• _AIM OF THE TASK_
Output every line of the data below as a numbered list, skipping blank lines. Omit the pictures.

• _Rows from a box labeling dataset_
◆ ◆ ◆ ◆ ◆ ◆ ◆

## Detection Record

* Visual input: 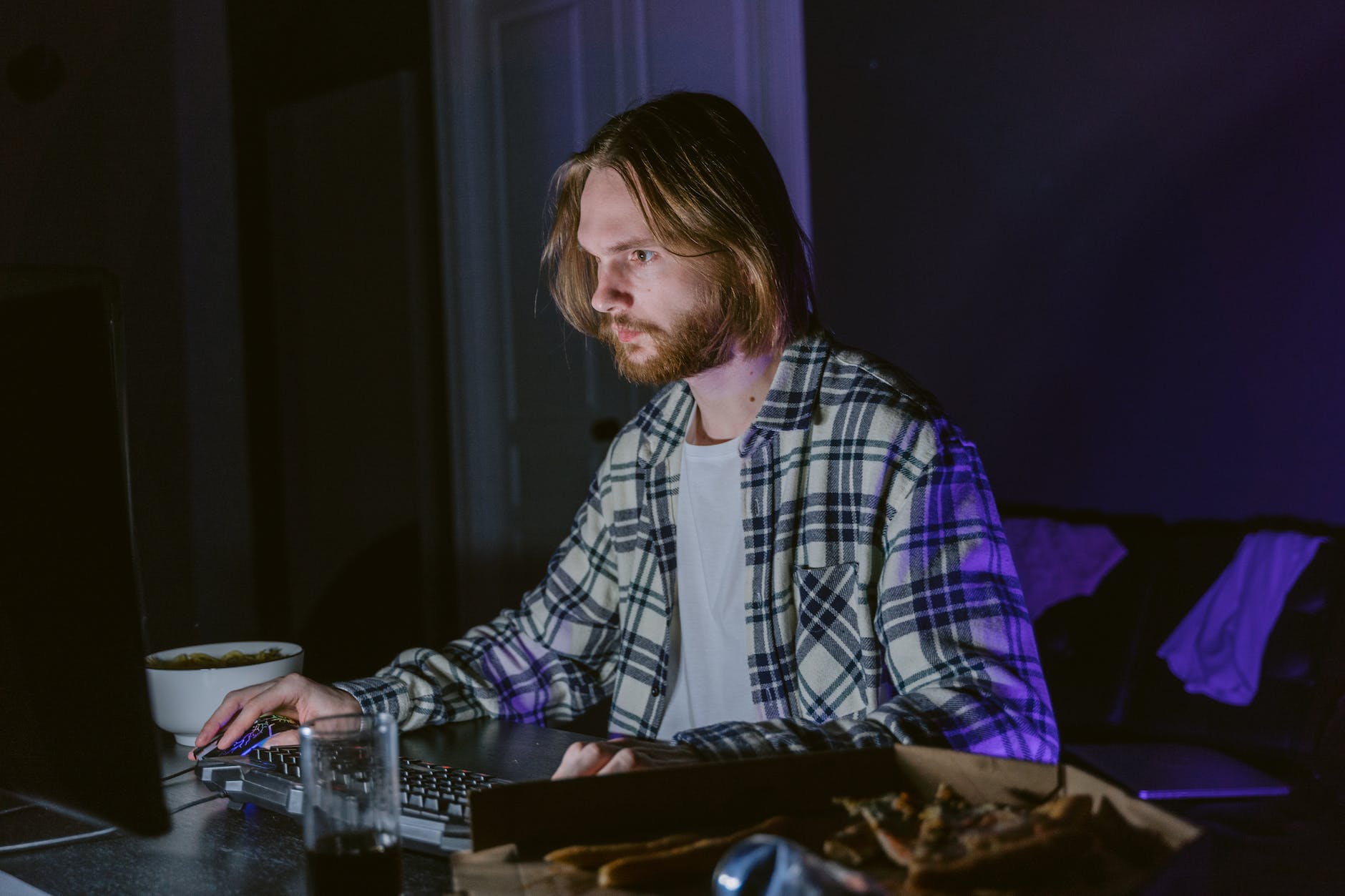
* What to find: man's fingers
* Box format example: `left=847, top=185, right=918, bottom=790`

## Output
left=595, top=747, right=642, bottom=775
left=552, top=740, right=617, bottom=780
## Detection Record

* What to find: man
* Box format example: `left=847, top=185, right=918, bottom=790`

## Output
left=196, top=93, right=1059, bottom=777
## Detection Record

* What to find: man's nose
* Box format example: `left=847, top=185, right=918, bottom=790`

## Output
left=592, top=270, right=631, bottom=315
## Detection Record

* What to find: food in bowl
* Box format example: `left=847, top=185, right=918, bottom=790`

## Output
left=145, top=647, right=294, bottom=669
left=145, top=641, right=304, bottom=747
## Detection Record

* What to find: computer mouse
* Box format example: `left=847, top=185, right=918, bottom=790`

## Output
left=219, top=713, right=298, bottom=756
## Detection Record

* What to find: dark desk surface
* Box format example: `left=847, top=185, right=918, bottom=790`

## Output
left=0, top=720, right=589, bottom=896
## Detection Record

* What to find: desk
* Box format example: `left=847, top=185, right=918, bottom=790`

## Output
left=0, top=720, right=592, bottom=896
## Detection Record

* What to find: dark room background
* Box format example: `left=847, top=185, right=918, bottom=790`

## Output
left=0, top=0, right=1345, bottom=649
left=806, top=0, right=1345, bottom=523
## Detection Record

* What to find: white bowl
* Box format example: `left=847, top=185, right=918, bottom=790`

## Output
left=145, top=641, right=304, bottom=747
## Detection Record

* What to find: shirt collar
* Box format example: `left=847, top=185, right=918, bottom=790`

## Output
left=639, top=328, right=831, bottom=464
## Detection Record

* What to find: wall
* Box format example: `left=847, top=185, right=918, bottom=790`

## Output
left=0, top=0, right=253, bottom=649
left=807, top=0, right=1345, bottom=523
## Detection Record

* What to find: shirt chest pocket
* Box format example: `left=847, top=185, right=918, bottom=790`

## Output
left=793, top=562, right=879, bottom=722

◆ ◆ ◆ ◆ ◆ ◆ ◆

• _COMPLETE OUTPUT_
1. ## Detection Record
2. * Visual input: 
3. * What to find: man's fingers
4. * Box format example: `left=847, top=185, right=918, bottom=790`
5. ## Output
6. left=595, top=747, right=642, bottom=775
7. left=552, top=740, right=617, bottom=780
8. ## Detection Record
9. * What to find: man
10. * Box format example: `left=847, top=185, right=918, bottom=790`
11. ## Output
12. left=196, top=93, right=1059, bottom=777
13. ## Detection Record
14. * What to find: man's nose
15. * Box format example: `left=847, top=185, right=918, bottom=790`
16. ## Output
17. left=592, top=270, right=631, bottom=315
18. ## Detection Record
19. * What to find: food in bowl
20. * Box format example: `left=847, top=185, right=918, bottom=790`
21. ## Output
22. left=145, top=647, right=294, bottom=669
23. left=145, top=641, right=304, bottom=747
24. ## Detection Record
25. * What to find: computer mouse
26. * Box format example: `left=847, top=185, right=918, bottom=790`
27. ## Output
28. left=219, top=713, right=298, bottom=756
29. ## Detection Record
30. * What to find: dark desk surface
31. * Box format example: `left=847, top=185, right=918, bottom=790`
32. ## Output
33. left=0, top=720, right=589, bottom=896
34. ## Detection Record
35. * What to find: desk
36. * Box format example: `left=847, top=185, right=918, bottom=790`
37. ## Output
38. left=0, top=720, right=592, bottom=896
39. ## Detection Record
40. * What to find: dark room background
41. * Box format example: `left=847, top=185, right=918, bottom=790`
42. ## Output
43. left=0, top=0, right=1345, bottom=649
44. left=806, top=0, right=1345, bottom=523
45. ## Detection Record
46. * What to find: white bowl
47. * Box format example: `left=847, top=185, right=918, bottom=790`
48. ## Output
49. left=145, top=641, right=304, bottom=747
50. ## Detection Record
51. * What to find: shirt collar
52. * Box format example: `left=847, top=185, right=918, bottom=790`
53. ## Output
54. left=639, top=328, right=831, bottom=464
55. ## Detection Record
56. * What to find: wall
57. * Box format example: `left=847, top=185, right=918, bottom=790`
58. ## Output
59. left=0, top=0, right=253, bottom=649
60. left=807, top=0, right=1345, bottom=523
61. ## Detection Record
62. * What to find: shirt chest pocket
63. * Box format example: `left=847, top=185, right=918, bottom=790`
64. ## Output
65. left=793, top=562, right=879, bottom=722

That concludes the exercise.